* **Quoted text**
The MIKELANGELO project proudly presents the overall MIKELANGELO technology stack.
We plan to release technology updates in six month intervals – this means you know when to expect the new flavours of the MIKELANGELO components and when to schedule internal testing of our releases. As of today, two releases have been published:
- MIKELANGELO Stack 3.0 (December 2017)
- MIKELANGELO Stack 2.0 (December 2016)
- MIKELANGELO Stack 1.0 (June 2016)
MIKELANGELO Stack 3.0:
These release notes summarise the enhancements, resolved bugs and additional components introduced in the final release of the MIKELANGELO Stack 3.0. All components are released as open source as part of the MIKELANGELO GitHub project.
IOcm – IO core manager
I/O Core Manager monitors the system and automatically adjusts the number of I/O cores accordingly. As I/O load rises, additional cores are dedicated to handle the I/O processing, so as to allow the VMs to operate more efficiently. The Manager continues to monitor I/O load vs CPU load, and can reallocate CPU cores as needed to most efficiently match the workload.
The source code and instructions on how to run the I/O Core Manager are available from the Github repository.
vRDMA – Virtualised RDMA
The vRDMA release includes the backend and frontend driver for both Linux and OSv guests, the user and kernel library support on OSv and several applications and benchmarks that are able to be run with OSv.
- vRDMA backend driver
- Complete hypercall support for handling the RDMA verbs calls from the user application running with frontend driver on the guest.
- RDMA Communication Manager (CM) API support has been implemented for applications that prefer to use RDMA CM mode for RDMA initialization, e.g. Open MPI, in order to achieve better performance than using socket API (out-of-band).
- Fast routing and address translation mechanism between guest and host for mapping the actual target and virtual target as needed.
- vRDMA frontend driver
- Complete hypercall support for application implemented with RDMA verbs.
- RDMA CM API support to the user application on the guest, and using asynchronous hypercall to communicate with the backend driver.
- Applications supported for OSv
- PerfTest: A pure RDMA verbs based benchmark, which comes with read/write tests on bandwidth and latency.

* **Dataset content**
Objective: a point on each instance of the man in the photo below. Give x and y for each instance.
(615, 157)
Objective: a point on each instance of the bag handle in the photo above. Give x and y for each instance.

* **Direction 1**
According to the MIKELANGELO release notes, at what interval does the project plan to release technology updates?
* **Direction 2**
Carry the MIKELANGELO release notes forward from their last line.

* **Task output 1**
In six-month intervals.

* **Task output 2**
- Open MPI: The foundation for running MPI application on HPC or Cloud platform. The additional OOB and RDMA CM modules were extended and enhanced for running Open MPI with applications on OSv.
- NetPIPE: A scientific benchmark that provides several communication modes, i.e. TCP, RDMA verbs, MPI, etc. This has been supported on OSv.
vRDMA is available from the GitHub repository.
SCAM – Side-Channel Attack Mitigation & Monitoring
The Side-Channel Attack Mitigation & Monitoring module (SCAM) is a user space application that automatically detects cache-based side-channel attacks on co-located Virtual Machines. When an attack is detected the module performs a mitigation process that adds noise to attacker measurements of cache activity. By altering the configuration file one is able to select from various modes of operation, and tune parameters depending on the required security, and constraints on the available resources.
The release contains the implementation of all components of SCAM, along with a tutorial on how to run the various modules.
UNCLOT – UNikernel Cross Layer OpTimisations
UNikernel Cross-Layer OpTimisation (UNCLOT) is an OSv extension that uses the shared memory of the hypervisor to optimise the networking stack when collocated virtual machines are communicating between each other. It is built into OSv that automatically establishes the communication channel that completely bypasses the standard TCP/IP networking for collocated VMs.
This release brings the initial proof of concept implementation along with the tutorial describing the steps to run the demonstrator.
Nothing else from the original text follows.